> **Okuma metni**

****************

MUHAMMED B. HÜSEYİN ES-SÜLEMİ’NİN HAYATINA GENEL BİR BAKIŞ
937 yılında Nişabur’da doğan Es-Sülemi’nin babası, nefis mücahedesine önem veren bir zahit bir kişidir. Aynı şekilde annesi de züht ve takva sahibidir. Sülemi’nin babası vefat ettikten sonra dedesi İbn Nüceyd onu himayesine almıştır. Sülemi’nin tasavvufi eğitiminde dedesi büyük rol oynamıştır çünkü kendisi de tasavvuf konusunda olgun bir ilme sahiptir. Servet sahibi olan İbn Nüceyd’in servetinin önemli bir kısmı Sülemi’ye kalmıştır. Sülemi bu sayede geçim sıkıntısı çekmediği gibi o dönemde benzeri az görülen zengin bir kütüphane kurmuştur.
Mutasavvıf Sülemi, başta dedesi olmak üzere birçok alimden ders almıştır. Derin bir ilmi temeli olan Sülemi, tasavvufun yanı sıra Hadis ve Fıkıh gibi ilimleri de okumuş ve Nişabur’daki zaviyesinde irşat faaliyetlerini sürdürmüştür.
“NEFİS TÜM VASITALARIYLA BİR AYIP DEPOSUDUR”
Muhammed Es-Sülemi, “Nefsin Ayıpları” isimli kitabında insanı helake sürükleyen, kulun Rabbi ile yakın bir irtibat kurmasının önünde en büyük engellerden olan nefsi ve nefsin ayıplarını ele almıştır. Sadece nefsin ayıplarını değil bu ayıpların tedavisini, nefsi hastalıkların hangi hikmetli çözümler ile dermana kavuşacağını da tarif etmiştir.
Kitabının daha ilk sayfalarına: “Nefsini öldürüp telef etmedikçe diriltemezsin. Yani onu dünyaya karşı öldürmedikçe ahiret namına diriltemezsin”1 ifadeleri ile başlayan Sülemi, hem insanın manevi prangalardan kurtulması sureti ile manevi olarak dirilmesi, özgürlüğe kavuşması hem de hakiki hayat olan ahiretinin kurtuluşa ermesi için nefsinin esaretinden kurtulması gerektiğini vurgulamıştır. Bu noktayı anlamak oldukça önemlidir çünkü insanın nefis unsurunun Allah’a yükselmek hususunda ne kadar büyük bir engel olduğunu anlaması, onunla her dem mücadele etmesi gerektiğini bilmesi manevi yükselişinin ilk adımı olacaktır. Ayrıca İmam Sülemi, kitabında nefsi de tanıtmaktadır. Bu cihetle kitap, insana hayat sermayesi içinde en büyük cihadını verdiği2 düşmanını da tanıtmış olmaktadır.

****************

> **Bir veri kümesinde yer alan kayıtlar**

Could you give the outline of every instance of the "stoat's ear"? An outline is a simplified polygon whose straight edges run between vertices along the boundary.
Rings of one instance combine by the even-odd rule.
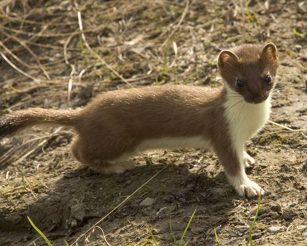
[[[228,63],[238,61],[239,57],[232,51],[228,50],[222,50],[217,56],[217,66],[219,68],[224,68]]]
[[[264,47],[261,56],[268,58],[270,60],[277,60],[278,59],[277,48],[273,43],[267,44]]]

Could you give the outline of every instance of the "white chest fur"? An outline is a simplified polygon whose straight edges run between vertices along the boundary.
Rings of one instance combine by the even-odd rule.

****************

> **Yapılacak iş**
Es-Sülemi hakkındaki metni, son cümlesinden sonra gelecek kısmı yazarak sürdürün. Buradaki kayıtların Es-Sülemi hakkındaki metinle bir ilgisi yoktur.

> **Alıştırma yanıtı**
İnsan, birçok yönden acib bir varlık olduğu gibi verdiği mücadelesinde de bir farklıdır. Nefis, filolojik açıdan incelendiğinde ‘kişinin öz varlığı, kişinin kendisi’ manasına gelmektedir. Yani aslında insan, en büyük mücadeleyi yine kendisi ile vermektedir. Yani insan yine kendi ile kavgalı ve insanın en büyük düşmanı yine kendisi olmaktadır…
İmam Sülemi nefsin ayıplarını: “İhlassızlık ve riya felaketi, dünya sevgisi ve hırsı, nefsin kendini insan-ı kâmil makamındaymış gibi görmesi, kalbe değil de dış görünüşe önem vermesi…” gibi daha bu minvalde birçok manevi konuyu ele almıştır.
Son söz bölümünde şu ifadeleri kullanan Sülemi, nefsin durumunu tüm gerçekliği ile gözler önüne sermiştir: “Nefsin tüm ayıplarını anlatmak mümkün değildir. Nasıl mümkün olabilir ki? Nefis tüm vasıtalarıyla bir ayıp deposudur.”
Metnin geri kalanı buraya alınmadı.